*Directions for this task:* Reproduce only the part of the material that opens with the line containing "Target: decorative box on dresser" and closes with the line containing "67), (161, 67)]", with "dresser" replaced by "shelf" and everything else unchanged.

--- Supplied material ---

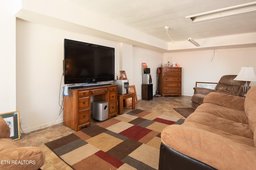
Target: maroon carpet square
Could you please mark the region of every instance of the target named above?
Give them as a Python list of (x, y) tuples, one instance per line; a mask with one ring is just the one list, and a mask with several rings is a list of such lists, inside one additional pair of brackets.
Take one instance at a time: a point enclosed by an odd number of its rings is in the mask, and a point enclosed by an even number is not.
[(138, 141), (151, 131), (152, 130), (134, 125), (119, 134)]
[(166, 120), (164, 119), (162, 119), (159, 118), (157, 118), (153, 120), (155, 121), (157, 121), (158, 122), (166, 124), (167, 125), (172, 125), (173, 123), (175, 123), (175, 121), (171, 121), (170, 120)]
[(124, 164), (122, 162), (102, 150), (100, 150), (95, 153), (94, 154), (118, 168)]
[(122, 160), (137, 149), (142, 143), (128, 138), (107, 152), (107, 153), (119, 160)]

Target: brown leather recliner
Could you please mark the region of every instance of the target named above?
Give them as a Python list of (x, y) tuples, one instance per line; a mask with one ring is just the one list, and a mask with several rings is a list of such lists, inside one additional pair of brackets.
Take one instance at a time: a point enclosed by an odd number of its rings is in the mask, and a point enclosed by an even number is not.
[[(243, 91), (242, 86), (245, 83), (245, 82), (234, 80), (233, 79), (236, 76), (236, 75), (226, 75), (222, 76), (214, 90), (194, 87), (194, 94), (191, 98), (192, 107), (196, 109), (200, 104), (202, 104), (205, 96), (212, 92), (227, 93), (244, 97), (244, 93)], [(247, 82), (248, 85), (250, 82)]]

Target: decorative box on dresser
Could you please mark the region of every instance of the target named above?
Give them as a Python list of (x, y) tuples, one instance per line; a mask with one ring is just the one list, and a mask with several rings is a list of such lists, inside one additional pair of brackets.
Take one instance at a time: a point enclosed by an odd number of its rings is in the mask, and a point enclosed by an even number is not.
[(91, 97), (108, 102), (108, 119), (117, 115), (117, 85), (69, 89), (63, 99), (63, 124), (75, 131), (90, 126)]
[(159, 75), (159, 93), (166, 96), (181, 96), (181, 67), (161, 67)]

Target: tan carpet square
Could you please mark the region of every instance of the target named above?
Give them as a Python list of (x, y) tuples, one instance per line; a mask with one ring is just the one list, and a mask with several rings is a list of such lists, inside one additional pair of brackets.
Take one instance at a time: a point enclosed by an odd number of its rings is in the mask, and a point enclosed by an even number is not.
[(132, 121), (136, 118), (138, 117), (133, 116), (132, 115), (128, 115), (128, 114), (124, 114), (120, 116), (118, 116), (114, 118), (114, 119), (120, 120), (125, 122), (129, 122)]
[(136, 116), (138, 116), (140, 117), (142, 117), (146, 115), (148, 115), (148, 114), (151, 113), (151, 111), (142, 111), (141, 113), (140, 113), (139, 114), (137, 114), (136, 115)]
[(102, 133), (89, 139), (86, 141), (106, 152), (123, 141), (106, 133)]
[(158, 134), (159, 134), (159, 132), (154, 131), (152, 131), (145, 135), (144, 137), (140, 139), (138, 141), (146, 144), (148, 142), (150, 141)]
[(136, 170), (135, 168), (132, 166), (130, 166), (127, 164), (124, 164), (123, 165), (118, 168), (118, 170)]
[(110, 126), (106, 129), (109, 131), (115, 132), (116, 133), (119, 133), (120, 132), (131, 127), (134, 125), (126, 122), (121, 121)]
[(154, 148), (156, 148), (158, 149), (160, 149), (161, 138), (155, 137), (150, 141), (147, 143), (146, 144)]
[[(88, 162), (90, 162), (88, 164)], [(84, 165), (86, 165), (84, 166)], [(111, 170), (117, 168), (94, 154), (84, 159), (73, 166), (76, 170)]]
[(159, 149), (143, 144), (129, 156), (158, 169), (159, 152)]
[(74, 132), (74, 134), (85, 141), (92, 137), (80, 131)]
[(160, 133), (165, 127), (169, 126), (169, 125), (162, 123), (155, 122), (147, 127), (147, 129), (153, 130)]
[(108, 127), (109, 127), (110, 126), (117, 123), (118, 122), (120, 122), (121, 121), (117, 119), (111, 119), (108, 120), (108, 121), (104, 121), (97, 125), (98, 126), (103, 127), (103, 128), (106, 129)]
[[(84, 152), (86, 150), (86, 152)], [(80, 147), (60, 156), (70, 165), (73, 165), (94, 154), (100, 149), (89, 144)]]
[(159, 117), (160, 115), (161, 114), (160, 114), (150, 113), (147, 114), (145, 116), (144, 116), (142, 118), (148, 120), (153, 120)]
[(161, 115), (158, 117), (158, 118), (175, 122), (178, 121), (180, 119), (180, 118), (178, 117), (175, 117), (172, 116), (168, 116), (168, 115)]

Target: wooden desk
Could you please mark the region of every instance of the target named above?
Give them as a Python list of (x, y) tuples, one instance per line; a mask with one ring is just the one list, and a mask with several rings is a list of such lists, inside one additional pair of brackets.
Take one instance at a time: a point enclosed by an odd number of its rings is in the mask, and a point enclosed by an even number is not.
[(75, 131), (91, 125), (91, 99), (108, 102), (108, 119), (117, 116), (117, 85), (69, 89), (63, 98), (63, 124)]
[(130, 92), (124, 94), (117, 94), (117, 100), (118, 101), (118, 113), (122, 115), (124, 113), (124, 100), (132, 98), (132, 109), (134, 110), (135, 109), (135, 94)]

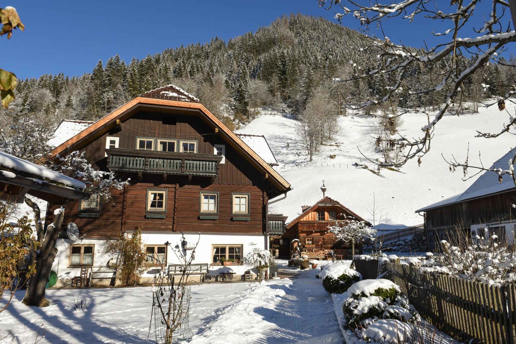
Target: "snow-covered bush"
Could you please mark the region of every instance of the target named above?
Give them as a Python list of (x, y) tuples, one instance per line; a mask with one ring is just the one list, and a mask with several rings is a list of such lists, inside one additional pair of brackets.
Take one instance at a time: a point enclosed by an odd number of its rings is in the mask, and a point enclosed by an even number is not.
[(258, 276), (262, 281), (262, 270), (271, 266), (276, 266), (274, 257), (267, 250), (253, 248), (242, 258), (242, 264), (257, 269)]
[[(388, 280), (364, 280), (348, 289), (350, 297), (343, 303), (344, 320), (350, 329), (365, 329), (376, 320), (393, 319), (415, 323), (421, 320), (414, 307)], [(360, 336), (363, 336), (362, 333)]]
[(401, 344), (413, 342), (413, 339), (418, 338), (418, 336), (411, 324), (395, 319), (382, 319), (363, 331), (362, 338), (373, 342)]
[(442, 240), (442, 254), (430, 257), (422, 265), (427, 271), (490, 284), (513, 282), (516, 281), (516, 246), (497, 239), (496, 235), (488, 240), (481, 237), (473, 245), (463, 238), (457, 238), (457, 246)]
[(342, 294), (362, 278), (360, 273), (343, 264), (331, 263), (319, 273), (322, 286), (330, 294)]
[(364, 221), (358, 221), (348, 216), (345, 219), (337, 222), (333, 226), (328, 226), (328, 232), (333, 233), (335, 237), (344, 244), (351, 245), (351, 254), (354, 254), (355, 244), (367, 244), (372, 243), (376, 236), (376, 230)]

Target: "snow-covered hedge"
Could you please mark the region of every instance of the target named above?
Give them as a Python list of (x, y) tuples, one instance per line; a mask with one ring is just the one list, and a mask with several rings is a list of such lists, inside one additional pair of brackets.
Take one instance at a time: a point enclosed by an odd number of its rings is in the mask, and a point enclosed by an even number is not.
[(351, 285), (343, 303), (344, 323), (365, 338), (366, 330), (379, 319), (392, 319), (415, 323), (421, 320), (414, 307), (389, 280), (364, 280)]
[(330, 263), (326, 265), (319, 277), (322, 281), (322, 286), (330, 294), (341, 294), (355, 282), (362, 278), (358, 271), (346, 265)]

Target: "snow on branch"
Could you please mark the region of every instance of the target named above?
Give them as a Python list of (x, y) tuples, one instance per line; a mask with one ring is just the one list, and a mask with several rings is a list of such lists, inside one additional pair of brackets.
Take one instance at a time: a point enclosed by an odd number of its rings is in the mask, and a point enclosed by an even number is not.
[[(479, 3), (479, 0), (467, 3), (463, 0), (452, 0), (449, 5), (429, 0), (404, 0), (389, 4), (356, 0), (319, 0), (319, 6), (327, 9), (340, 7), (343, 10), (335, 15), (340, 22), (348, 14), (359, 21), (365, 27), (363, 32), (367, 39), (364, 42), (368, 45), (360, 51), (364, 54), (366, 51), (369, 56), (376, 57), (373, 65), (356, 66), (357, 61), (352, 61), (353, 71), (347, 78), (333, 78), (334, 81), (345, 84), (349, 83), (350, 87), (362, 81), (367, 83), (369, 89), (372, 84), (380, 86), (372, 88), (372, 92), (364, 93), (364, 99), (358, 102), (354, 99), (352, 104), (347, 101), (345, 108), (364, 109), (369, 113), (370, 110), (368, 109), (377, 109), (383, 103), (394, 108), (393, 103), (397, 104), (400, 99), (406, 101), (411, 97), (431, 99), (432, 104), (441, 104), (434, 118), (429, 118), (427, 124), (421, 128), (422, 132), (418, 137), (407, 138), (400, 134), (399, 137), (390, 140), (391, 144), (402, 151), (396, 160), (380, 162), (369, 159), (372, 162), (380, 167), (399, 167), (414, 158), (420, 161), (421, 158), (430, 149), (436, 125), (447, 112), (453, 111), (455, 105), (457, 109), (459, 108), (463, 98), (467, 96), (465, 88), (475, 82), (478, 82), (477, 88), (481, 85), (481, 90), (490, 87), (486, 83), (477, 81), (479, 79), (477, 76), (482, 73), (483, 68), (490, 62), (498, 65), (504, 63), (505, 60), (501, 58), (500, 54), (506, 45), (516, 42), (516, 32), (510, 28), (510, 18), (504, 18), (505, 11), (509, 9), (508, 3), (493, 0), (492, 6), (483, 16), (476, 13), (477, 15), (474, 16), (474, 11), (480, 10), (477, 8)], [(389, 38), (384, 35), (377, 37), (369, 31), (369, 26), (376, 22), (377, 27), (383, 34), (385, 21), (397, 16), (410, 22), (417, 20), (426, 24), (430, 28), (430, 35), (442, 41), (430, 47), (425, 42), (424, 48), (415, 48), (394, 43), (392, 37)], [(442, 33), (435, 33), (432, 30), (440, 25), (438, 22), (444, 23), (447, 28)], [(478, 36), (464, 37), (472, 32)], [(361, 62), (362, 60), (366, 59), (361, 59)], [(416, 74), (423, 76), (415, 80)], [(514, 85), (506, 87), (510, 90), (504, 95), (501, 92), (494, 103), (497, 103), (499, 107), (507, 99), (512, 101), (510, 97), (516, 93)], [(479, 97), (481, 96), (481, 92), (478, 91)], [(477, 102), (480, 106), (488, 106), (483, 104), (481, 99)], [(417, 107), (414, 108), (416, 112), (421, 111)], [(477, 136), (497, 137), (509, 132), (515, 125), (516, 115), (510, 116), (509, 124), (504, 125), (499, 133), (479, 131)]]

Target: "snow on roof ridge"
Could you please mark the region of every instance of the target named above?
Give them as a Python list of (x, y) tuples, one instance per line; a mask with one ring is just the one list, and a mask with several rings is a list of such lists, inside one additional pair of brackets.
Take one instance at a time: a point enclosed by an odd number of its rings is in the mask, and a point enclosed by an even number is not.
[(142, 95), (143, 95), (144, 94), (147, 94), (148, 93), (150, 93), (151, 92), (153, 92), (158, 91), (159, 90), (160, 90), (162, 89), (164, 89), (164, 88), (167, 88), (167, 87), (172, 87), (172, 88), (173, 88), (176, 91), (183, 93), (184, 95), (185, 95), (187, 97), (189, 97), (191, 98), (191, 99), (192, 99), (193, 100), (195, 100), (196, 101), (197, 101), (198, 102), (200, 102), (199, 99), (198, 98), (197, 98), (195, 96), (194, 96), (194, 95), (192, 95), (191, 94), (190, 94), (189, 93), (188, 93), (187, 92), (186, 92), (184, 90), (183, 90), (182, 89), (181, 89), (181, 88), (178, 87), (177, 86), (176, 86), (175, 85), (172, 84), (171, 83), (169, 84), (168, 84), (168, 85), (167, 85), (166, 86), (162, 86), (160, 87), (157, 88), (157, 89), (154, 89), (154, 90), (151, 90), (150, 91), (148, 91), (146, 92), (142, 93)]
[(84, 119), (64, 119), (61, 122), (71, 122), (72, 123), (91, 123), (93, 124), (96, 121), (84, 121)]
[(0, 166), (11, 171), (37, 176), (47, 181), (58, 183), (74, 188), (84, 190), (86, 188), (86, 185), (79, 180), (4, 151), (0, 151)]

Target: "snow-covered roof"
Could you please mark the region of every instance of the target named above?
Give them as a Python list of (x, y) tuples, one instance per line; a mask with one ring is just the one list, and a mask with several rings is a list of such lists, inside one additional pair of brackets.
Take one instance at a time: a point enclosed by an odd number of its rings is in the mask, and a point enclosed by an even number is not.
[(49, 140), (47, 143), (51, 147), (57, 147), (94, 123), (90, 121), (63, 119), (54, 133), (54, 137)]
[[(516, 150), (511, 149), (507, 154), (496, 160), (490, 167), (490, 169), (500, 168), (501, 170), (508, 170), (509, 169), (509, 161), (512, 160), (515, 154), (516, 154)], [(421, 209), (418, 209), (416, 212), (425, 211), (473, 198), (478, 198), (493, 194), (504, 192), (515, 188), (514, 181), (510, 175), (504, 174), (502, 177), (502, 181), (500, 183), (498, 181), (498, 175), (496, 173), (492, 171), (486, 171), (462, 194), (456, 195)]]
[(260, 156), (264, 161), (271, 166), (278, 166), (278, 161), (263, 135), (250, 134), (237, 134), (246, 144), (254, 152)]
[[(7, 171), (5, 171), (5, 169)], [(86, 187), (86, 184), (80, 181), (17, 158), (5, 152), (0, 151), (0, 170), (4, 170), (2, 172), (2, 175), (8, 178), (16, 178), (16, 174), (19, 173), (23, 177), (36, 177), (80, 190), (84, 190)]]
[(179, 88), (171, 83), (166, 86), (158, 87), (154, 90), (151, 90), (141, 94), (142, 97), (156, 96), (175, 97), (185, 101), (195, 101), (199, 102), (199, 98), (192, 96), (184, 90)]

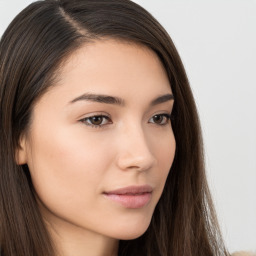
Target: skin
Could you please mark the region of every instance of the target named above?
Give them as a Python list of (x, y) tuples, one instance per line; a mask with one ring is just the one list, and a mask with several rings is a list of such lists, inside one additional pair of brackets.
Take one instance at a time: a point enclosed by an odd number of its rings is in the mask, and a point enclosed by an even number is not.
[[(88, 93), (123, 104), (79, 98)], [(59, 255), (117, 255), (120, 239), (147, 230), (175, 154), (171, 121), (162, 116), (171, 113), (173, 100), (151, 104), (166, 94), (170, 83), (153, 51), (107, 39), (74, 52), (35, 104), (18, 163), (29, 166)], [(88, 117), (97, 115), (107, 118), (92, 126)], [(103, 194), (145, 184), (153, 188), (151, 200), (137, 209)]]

---

*Final result:*
Target: decorative box on shelf
Could you please mark the region of every instance of the target named above?
Give them as a Python list of (x, y) tuples, one instance per line; a mask with one ring is just the one list, and a mask with several rings is a list of such lists, inside one additional pair of brackets.
Take one instance at a time: a point enclosed by an odd number of its rings is in the mask, and a point enclosed by an even number is not.
[(91, 97), (108, 102), (108, 119), (117, 115), (117, 85), (69, 89), (63, 99), (63, 124), (75, 131), (90, 126)]
[(159, 75), (159, 93), (166, 96), (181, 96), (181, 67), (161, 67)]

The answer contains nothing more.